*本文*
* * *

高速注文の規約解釈とボット疑義、365日審査の妥当性、アカウント解放の基準の不透明さが残るため、再発懸念は消えない。
主な論点は①「同一秒内の複数注文=自動売買」認定の可否、②対面KYC要求の規約適合性、③長期凍結と説明責任、④著名ユーザーと一般ユーザーの差別的取扱い疑念、⑤取締役会・実オーナー構造の透明性。賛成側は不正対策の必要性を、批判側は恣意的凍結リスクとユーザー保護欠如を指摘する。

今後の注目点

fast‑track新設と四半期リスク報告の実効性が検証されるため、11月以降の解決スピードと公開指標に注目したい。
CSOは「資金アクセスに支障のある案件を迅速に扱う専用窓口」を11月上旬に設置予定とし、内部フローも刷新すると表明した。加えて、リスク管理レポートの定期公開、法執行要請件数の開示、凍結・解除基準の明文化が予告されている。短期的には未解決案件の処理件数と平均処理日数、長期的には出金件数の平常化と苦情件数の推移が評価指標となる。

▽ FAQ

Q. 凍結額と当事者は?
A. 当事者は「The White Whale」で、凍結額は約$3.1M(数億円)。凍結は2025-07に発生し、10-31に解放が確認された。

Q. 渡航KYC要求は規約にあった?
A. 本人はオンラインKYC済で、規約にない対面確認(マレーシア渡航)を要求されたと主張。当該要請が批判の焦点となった。

Q. 出金動向に変化は?

* * *

*提供資料*
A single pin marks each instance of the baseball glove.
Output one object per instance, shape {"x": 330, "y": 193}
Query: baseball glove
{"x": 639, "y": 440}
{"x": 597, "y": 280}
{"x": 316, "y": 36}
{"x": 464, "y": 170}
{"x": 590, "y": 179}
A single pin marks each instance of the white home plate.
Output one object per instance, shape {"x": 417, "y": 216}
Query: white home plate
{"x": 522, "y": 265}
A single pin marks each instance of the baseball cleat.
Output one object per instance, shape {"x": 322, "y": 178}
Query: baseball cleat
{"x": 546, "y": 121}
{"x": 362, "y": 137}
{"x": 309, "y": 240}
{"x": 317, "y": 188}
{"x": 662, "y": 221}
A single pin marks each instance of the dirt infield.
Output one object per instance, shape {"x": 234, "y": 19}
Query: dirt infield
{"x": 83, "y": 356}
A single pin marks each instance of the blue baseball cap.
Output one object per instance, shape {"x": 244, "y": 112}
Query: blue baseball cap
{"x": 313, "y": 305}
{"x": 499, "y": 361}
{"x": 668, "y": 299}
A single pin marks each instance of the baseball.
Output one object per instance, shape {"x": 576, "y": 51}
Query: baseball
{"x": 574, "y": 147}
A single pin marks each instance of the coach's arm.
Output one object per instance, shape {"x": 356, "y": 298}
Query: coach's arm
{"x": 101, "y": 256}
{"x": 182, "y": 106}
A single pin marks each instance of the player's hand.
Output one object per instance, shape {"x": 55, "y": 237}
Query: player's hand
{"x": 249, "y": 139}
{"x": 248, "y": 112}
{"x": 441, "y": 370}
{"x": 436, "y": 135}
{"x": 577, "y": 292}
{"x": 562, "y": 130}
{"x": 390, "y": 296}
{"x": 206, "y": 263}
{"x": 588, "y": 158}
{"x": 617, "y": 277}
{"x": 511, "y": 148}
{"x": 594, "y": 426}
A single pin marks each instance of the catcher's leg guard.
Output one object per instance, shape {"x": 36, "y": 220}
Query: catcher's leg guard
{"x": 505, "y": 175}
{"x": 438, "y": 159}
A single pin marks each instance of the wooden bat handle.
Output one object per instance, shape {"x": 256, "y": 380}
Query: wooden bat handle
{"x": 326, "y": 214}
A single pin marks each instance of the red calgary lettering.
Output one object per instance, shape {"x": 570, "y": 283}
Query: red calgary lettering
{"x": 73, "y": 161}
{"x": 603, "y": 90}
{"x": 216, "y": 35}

* * *

*作業指示*
(1) 凍結問題の記事に基づき、次の問いに答えよ。
(a) CSOが専用窓口を設置する予定の時期はいつか。
(b) 凍結された額はおよそいくらか。
(c) 本人が対面確認のために渡航を求められたと主張する国はどこか。
(2) 凍結問題の記事から、「高速注文の規約解釈とボット疑」を含む語句で始まり「件数の推移が評価指標となる。」で終わる部分を引用せよ。
(3) 凍結問題の記事の続きを、最後に示された文の後から書け。
記録は用いなくてよい。

*解答一覧*
(1)
(a) 11月上旬
(b) 約$3.1M(数億円)
(c) マレーシア

(2)
高速注文の規約解釈とボット疑義、365日審査の妥当性、アカウント解放の基準の不透明さが残るため、再発懸念は消えない。
主な論点は①「同一秒内の複数注文=自動売買」認定の可否、②対面KYC要求の規約適合性、③長期凍結と説明責任、④著名ユーザーと一般ユーザーの差別的取扱い疑念、⑤取締役会・実オーナー構造の透明性。賛成側は不正対策の必要性を、批判側は恣意的凍結リスクとユーザー保護欠如を指摘する。

今後の注目点

fast‑track新設と四半期リスク報告の実効性が検証されるため、11月以降の解決スピードと公開指標に注目したい。
CSOは「資金アクセスに支障のある案件を迅速に扱う専用窓口」を11月上旬に設置予定とし、内部フローも刷新すると表明した。加えて、リスク管理レポートの定期公開、法執行要請件数の開示、凍結・解除基準の明文化が予告されている。短期的には未解決案件の処理件数と平均処理日数、長期的には出金件数の平常化と苦情件数の推移が評価指標となる。

(3)
A. 報道ではBTC日次出金が7月中旬に約40件→1,237件、10-31も1,200〜1,450件と急増。信頼不安が可視化された。

Q. MEXCの再発防止は?
A. CSOがfast‑track窓口新設、リスク管理・CSの刷新、四半期リスク報告の公開強化など透明性向上策を掲げている。

Q. 365日審査の扱いは?
A. 重度案件で最長365日の審査を告知。誤検知時は解除・説明とされるが、基準の明確化と運用の一貫性が課題。

■ ニュース解説

謝罪と資金解放で表面上の対立は収束した一方で、凍結プロセスと説明責任の不透明さが残るため、ユーザー保護設計の再構築が必要だ。
投資家の視点:取引所リスクは分散即時出金テストで可視化し、①規約の凍結条項と審査最長期間、②KYC/EDDの要件、③苦情・エスカレーション経路、④準備金・流出入指標の定点観測を運用に組み込む。

※本稿は一般的情報であり投資助言ではありません。